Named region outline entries
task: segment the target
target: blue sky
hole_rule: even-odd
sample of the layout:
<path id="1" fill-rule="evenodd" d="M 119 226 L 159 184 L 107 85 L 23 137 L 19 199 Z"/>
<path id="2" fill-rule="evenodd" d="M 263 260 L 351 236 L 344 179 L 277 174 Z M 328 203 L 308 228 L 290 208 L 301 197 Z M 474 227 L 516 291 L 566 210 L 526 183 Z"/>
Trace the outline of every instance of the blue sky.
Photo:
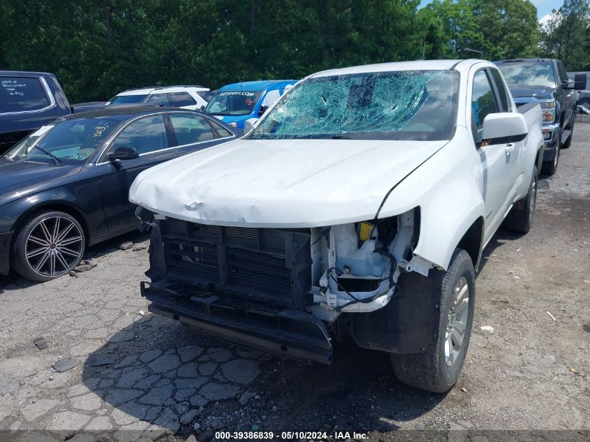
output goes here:
<path id="1" fill-rule="evenodd" d="M 551 12 L 552 9 L 558 9 L 563 3 L 562 0 L 531 0 L 537 7 L 537 17 L 541 20 Z M 420 6 L 427 5 L 430 0 L 422 0 Z"/>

Aim of the task
Could you copy out every entry above word for word, leaving the pictures out?

Task result
task: segment the target
target: blue sky
hole_rule: even-odd
sample of the layout:
<path id="1" fill-rule="evenodd" d="M 119 226 L 159 184 L 107 85 L 23 137 L 19 199 Z"/>
<path id="2" fill-rule="evenodd" d="M 263 260 L 351 236 L 344 179 L 277 174 Z M 328 203 L 308 228 L 290 208 L 301 197 Z M 474 227 L 516 291 L 566 210 L 526 183 Z"/>
Trace the outline of every instance of the blue sky.
Photo:
output goes here:
<path id="1" fill-rule="evenodd" d="M 551 12 L 552 9 L 558 9 L 563 3 L 562 0 L 531 0 L 537 7 L 537 17 L 541 20 Z M 420 6 L 427 5 L 430 0 L 422 0 Z"/>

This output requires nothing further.